Task requirements:
(1) In the Tzar Labs excerpt below, in which city will the first lab be set up?
(2) Pick up the Tzar Labs excerpt below from its last sentence and write what comes next.
[Text excerpt Boundary: Start]
Tzar Labs was founded in 2020 and counts Ashish and his brother Anish in the leadership team. Their father, VK Tripathi, the founder of Mumbai-based biotech company Epigeneres Biotech, has an exclusive agreement with Tzar to market the diagnostic kit in India. (Senior Tripathi passed away in July.)

“We intend to commercialise the cancer kit in India first and our aim is that we will do it within this year,” Ashish says. “So, we are talking to regulatory authorities and there are certain constraints that we need to keep in mind, but we are addressing them.”
The company is looking to spend somewhere between $200 to $300 million to bring the product to the market.

As of now, the equipment has been delivered, and by October the company plans to start doing the basic testing. The first of the labs will be set up in Mumbai and next year, the Tripathi brothers plan to set up two more in Bengaluru and Delhi.

The company’s proprietary HrC scale uses a numerical scoring system ranging from non-cancer (0–2), inflammation (>2–6), high-risk (>6–10), stage I (>10–20), stage II (>20–30), stage III (>30–40), and stage IV (>40) cancers. The company validated the findings on 1,000 subjects, which included 500 non-cancer subjects and 500 cancer patients.

Anish is currently the COO of the company, with Ashish playing the role of the CEO. “Our primary socialising is within the family, and we are extremely close,” says Anish. “We are best friends and we all know that each one of us will take a bullet for each other. When you translate that or extend that forward into the work you are doing, it’s really the element of trust which comes from the family values that our parents have given us.”

Among others, investors at Tzar Labs include Vijay Karnani, the former India head of Goldman Sachs, V Krishnan, the co-founder of Just Dial, and Moez Daya, managing partner, Satya Capital. 

The company is currently in the process of raising funds from global investors. Between them, Ashish looks after the global operations, while Anish looks after regulatory affairs, and the rollout in India.
[Text excerpt Boundary: End]
[Study material Boundary: Start]
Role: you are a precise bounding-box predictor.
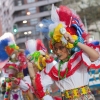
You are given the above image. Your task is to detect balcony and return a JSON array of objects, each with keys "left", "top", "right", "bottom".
[
  {"left": 16, "top": 34, "right": 41, "bottom": 44},
  {"left": 11, "top": 0, "right": 62, "bottom": 14},
  {"left": 13, "top": 11, "right": 51, "bottom": 24}
]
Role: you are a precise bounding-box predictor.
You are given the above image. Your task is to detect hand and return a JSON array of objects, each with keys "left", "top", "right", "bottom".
[
  {"left": 63, "top": 33, "right": 75, "bottom": 44},
  {"left": 27, "top": 56, "right": 32, "bottom": 61},
  {"left": 10, "top": 77, "right": 19, "bottom": 84}
]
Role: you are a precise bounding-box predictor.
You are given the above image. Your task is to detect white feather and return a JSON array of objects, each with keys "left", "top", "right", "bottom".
[{"left": 25, "top": 39, "right": 37, "bottom": 53}]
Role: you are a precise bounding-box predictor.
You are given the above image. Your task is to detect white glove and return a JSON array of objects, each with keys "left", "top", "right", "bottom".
[{"left": 43, "top": 95, "right": 53, "bottom": 100}]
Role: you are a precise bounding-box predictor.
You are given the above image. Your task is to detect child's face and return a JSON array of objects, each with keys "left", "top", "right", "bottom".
[
  {"left": 53, "top": 42, "right": 68, "bottom": 60},
  {"left": 6, "top": 68, "right": 17, "bottom": 77}
]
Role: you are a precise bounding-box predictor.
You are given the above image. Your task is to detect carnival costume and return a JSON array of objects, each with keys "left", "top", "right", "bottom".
[
  {"left": 0, "top": 33, "right": 31, "bottom": 100},
  {"left": 25, "top": 39, "right": 61, "bottom": 100},
  {"left": 30, "top": 6, "right": 100, "bottom": 100}
]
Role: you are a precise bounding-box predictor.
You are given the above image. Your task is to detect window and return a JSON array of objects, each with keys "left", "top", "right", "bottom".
[
  {"left": 30, "top": 19, "right": 38, "bottom": 25},
  {"left": 17, "top": 0, "right": 22, "bottom": 6},
  {"left": 27, "top": 0, "right": 35, "bottom": 3},
  {"left": 28, "top": 7, "right": 36, "bottom": 14}
]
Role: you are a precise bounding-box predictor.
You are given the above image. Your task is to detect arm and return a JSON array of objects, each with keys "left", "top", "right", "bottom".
[{"left": 64, "top": 34, "right": 99, "bottom": 61}]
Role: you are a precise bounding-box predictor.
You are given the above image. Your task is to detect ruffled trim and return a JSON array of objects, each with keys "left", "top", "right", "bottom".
[
  {"left": 46, "top": 56, "right": 54, "bottom": 63},
  {"left": 82, "top": 44, "right": 100, "bottom": 69},
  {"left": 44, "top": 51, "right": 82, "bottom": 81},
  {"left": 35, "top": 73, "right": 45, "bottom": 98}
]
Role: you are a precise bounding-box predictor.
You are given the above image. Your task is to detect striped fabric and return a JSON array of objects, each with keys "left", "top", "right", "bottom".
[
  {"left": 89, "top": 69, "right": 100, "bottom": 88},
  {"left": 63, "top": 94, "right": 95, "bottom": 100}
]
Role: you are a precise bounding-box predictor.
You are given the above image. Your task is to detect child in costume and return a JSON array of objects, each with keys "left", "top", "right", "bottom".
[
  {"left": 27, "top": 6, "right": 100, "bottom": 100},
  {"left": 25, "top": 39, "right": 61, "bottom": 100},
  {"left": 0, "top": 33, "right": 33, "bottom": 100}
]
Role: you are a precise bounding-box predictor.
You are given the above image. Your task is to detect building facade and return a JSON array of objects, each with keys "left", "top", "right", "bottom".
[{"left": 0, "top": 0, "right": 62, "bottom": 48}]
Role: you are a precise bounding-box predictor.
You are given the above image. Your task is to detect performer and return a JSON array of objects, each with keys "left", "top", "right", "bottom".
[
  {"left": 29, "top": 6, "right": 100, "bottom": 100},
  {"left": 25, "top": 39, "right": 61, "bottom": 100},
  {"left": 0, "top": 34, "right": 34, "bottom": 100}
]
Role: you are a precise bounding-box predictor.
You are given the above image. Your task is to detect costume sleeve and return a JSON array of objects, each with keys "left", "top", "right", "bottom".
[
  {"left": 82, "top": 46, "right": 100, "bottom": 69},
  {"left": 19, "top": 76, "right": 31, "bottom": 92},
  {"left": 35, "top": 71, "right": 53, "bottom": 100}
]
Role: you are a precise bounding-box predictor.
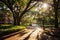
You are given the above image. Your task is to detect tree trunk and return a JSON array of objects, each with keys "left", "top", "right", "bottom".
[{"left": 54, "top": 0, "right": 58, "bottom": 28}]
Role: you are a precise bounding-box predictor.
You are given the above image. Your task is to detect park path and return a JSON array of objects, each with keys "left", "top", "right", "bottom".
[{"left": 0, "top": 28, "right": 43, "bottom": 40}]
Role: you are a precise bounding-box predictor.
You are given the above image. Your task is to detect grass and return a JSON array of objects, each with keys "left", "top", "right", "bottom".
[{"left": 0, "top": 24, "right": 26, "bottom": 36}]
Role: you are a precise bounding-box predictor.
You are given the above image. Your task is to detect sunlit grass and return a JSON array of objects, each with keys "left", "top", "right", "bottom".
[{"left": 0, "top": 24, "right": 26, "bottom": 36}]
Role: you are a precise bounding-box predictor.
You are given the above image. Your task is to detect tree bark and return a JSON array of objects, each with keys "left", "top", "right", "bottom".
[{"left": 54, "top": 0, "right": 58, "bottom": 28}]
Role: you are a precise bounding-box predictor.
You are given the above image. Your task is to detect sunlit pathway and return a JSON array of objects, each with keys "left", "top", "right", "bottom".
[
  {"left": 18, "top": 30, "right": 34, "bottom": 40},
  {"left": 28, "top": 28, "right": 42, "bottom": 40},
  {"left": 2, "top": 27, "right": 43, "bottom": 40}
]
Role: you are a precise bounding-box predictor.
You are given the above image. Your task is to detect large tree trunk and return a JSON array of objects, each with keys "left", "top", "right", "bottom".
[{"left": 54, "top": 0, "right": 58, "bottom": 28}]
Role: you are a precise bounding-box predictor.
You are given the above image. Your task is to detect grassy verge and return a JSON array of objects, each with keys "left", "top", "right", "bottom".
[{"left": 0, "top": 25, "right": 26, "bottom": 37}]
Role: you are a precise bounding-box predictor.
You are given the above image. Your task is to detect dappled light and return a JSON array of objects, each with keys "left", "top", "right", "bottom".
[{"left": 0, "top": 0, "right": 60, "bottom": 40}]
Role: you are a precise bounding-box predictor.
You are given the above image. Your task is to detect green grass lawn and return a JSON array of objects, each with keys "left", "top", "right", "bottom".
[{"left": 0, "top": 24, "right": 26, "bottom": 36}]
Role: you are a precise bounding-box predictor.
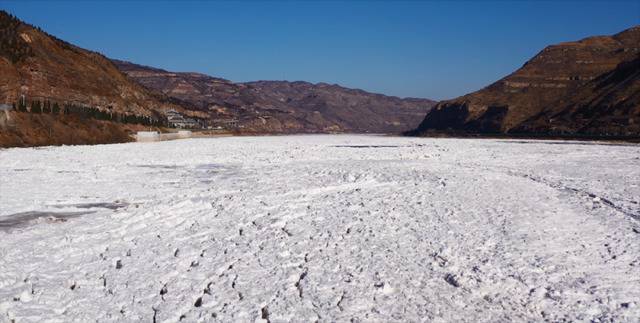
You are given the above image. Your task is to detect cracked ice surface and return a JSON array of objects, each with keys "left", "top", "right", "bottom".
[{"left": 0, "top": 135, "right": 640, "bottom": 322}]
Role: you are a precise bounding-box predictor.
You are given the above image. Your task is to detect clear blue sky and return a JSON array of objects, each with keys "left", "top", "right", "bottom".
[{"left": 0, "top": 0, "right": 640, "bottom": 99}]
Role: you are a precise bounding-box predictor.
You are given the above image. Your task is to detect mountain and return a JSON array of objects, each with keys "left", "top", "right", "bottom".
[
  {"left": 409, "top": 26, "right": 640, "bottom": 137},
  {"left": 113, "top": 60, "right": 435, "bottom": 133}
]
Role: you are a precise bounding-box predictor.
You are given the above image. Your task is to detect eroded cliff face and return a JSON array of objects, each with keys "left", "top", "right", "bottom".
[
  {"left": 114, "top": 60, "right": 435, "bottom": 133},
  {"left": 411, "top": 27, "right": 640, "bottom": 135},
  {"left": 511, "top": 55, "right": 640, "bottom": 137},
  {"left": 0, "top": 11, "right": 175, "bottom": 115}
]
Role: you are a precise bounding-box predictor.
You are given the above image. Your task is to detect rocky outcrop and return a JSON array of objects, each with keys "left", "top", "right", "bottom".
[
  {"left": 0, "top": 11, "right": 184, "bottom": 147},
  {"left": 0, "top": 11, "right": 175, "bottom": 115},
  {"left": 409, "top": 27, "right": 640, "bottom": 137}
]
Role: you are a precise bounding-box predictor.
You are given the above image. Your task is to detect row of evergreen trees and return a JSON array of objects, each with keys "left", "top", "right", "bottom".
[{"left": 13, "top": 97, "right": 169, "bottom": 127}]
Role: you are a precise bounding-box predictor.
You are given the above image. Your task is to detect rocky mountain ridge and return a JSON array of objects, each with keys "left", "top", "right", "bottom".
[
  {"left": 409, "top": 26, "right": 640, "bottom": 137},
  {"left": 114, "top": 60, "right": 435, "bottom": 133}
]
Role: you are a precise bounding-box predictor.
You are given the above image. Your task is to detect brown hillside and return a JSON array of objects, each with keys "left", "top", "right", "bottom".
[{"left": 412, "top": 27, "right": 640, "bottom": 135}]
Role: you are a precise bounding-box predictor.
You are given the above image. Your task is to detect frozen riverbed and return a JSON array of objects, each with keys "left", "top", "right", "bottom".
[{"left": 0, "top": 135, "right": 640, "bottom": 322}]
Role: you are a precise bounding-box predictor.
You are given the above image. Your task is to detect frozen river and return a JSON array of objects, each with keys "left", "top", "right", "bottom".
[{"left": 0, "top": 135, "right": 640, "bottom": 322}]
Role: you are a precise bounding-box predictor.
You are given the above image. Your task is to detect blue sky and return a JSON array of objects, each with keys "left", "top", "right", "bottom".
[{"left": 0, "top": 0, "right": 640, "bottom": 99}]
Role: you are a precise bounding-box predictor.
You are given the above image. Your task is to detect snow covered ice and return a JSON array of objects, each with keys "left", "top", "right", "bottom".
[{"left": 0, "top": 135, "right": 640, "bottom": 322}]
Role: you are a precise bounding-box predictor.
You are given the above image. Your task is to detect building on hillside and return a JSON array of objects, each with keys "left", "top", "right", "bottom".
[{"left": 167, "top": 109, "right": 201, "bottom": 129}]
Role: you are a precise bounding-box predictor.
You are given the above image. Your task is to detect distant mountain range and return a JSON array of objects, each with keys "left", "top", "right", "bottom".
[
  {"left": 0, "top": 7, "right": 640, "bottom": 147},
  {"left": 113, "top": 60, "right": 435, "bottom": 133},
  {"left": 409, "top": 26, "right": 640, "bottom": 138}
]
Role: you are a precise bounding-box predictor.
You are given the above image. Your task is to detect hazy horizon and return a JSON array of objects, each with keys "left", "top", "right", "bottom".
[{"left": 0, "top": 1, "right": 640, "bottom": 100}]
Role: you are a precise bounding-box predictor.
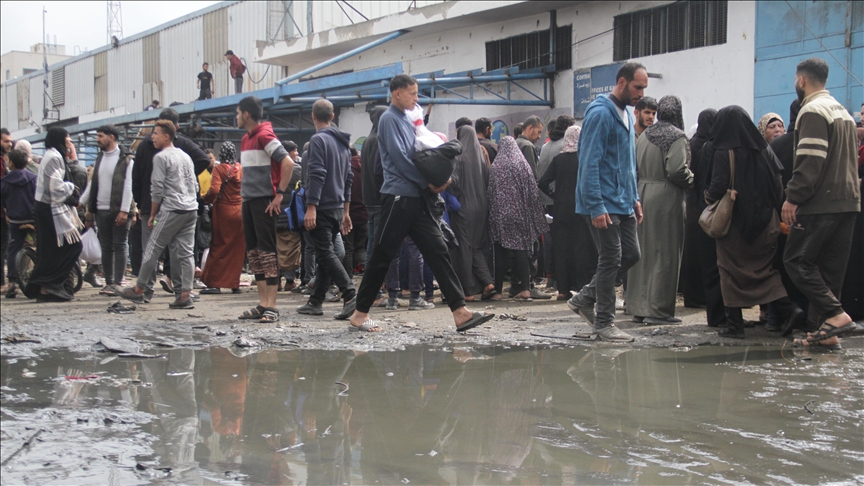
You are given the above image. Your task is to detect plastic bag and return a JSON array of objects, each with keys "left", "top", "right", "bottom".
[
  {"left": 405, "top": 105, "right": 444, "bottom": 150},
  {"left": 81, "top": 226, "right": 102, "bottom": 265}
]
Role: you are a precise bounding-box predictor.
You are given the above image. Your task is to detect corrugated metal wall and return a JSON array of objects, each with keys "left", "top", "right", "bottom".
[
  {"left": 108, "top": 40, "right": 150, "bottom": 115},
  {"left": 63, "top": 56, "right": 95, "bottom": 120},
  {"left": 159, "top": 17, "right": 204, "bottom": 106}
]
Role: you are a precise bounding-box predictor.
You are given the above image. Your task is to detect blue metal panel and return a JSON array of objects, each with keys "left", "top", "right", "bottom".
[{"left": 753, "top": 0, "right": 864, "bottom": 122}]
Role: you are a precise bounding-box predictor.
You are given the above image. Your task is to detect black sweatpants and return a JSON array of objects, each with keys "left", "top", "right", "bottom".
[{"left": 357, "top": 194, "right": 465, "bottom": 313}]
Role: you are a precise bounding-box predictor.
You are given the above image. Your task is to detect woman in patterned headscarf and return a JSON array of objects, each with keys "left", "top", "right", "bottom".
[
  {"left": 626, "top": 96, "right": 693, "bottom": 324},
  {"left": 487, "top": 137, "right": 549, "bottom": 302},
  {"left": 757, "top": 113, "right": 786, "bottom": 143},
  {"left": 201, "top": 142, "right": 246, "bottom": 294},
  {"left": 537, "top": 125, "right": 597, "bottom": 300}
]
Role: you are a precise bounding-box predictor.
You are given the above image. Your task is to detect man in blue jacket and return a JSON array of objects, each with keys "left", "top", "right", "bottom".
[
  {"left": 351, "top": 74, "right": 495, "bottom": 332},
  {"left": 567, "top": 62, "right": 648, "bottom": 342}
]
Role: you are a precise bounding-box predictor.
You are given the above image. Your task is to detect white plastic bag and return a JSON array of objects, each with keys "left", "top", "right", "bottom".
[
  {"left": 405, "top": 105, "right": 444, "bottom": 150},
  {"left": 81, "top": 226, "right": 102, "bottom": 265}
]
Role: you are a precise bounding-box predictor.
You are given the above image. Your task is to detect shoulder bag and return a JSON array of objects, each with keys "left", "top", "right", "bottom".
[{"left": 699, "top": 150, "right": 738, "bottom": 238}]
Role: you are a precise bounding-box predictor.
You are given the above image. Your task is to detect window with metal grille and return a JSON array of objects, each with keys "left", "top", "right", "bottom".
[
  {"left": 612, "top": 0, "right": 728, "bottom": 61},
  {"left": 486, "top": 25, "right": 573, "bottom": 71}
]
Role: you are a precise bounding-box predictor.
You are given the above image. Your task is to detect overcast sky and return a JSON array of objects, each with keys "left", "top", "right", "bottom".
[{"left": 0, "top": 0, "right": 218, "bottom": 55}]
[Study material Boundary: End]
Answers by item:
(1) Mumbai.

(2)
It also helps that the brothers have spent a considerable amount of time across global organisations in leadership roles, before their foray into the biotech industry. While Anish had worked at firms like Grant Thornton, KPMG and Cyril Amarchand Mangaldas in managerial roles, Ashish had cut his teeth as an investment banker.

“There is a primary area which each one of us takes responsibility for,” Anish says. “I’m looking after the India rollout; Ashish is looking after the international business based out of Singapore looking at fundraising across the board and the rollout of the business internationally. But there are no silos. Everyone is doing a little bit of everything in a startup.”

 That means, the brothers aren’t shying away from bringing more professionals to run the show if required.

“We don’t make decisions based on what we can leave for our kids or so on and so forth,” says Ashish. “That’s not the motivation. The motivation is that we’ve been blessed with something that can help a lot of people. And if that means that expertise needs to be brought in from the outside that will be brought in so that we can help achieve that outcome.”

It also helps that the brothers share a close rapport, which means they consult each other before taking decisions. Ashish and Anish are also joined in this by their rather illustrious brother Amish Tripathi, the writer of the bestselling Shiva Trilogy books. “Both in the healthcare business and Amish’s business, the three of us work closely,” Anish says. “We decide among ourselves and luckily it’s an odd number and we get a 2:1 decision.”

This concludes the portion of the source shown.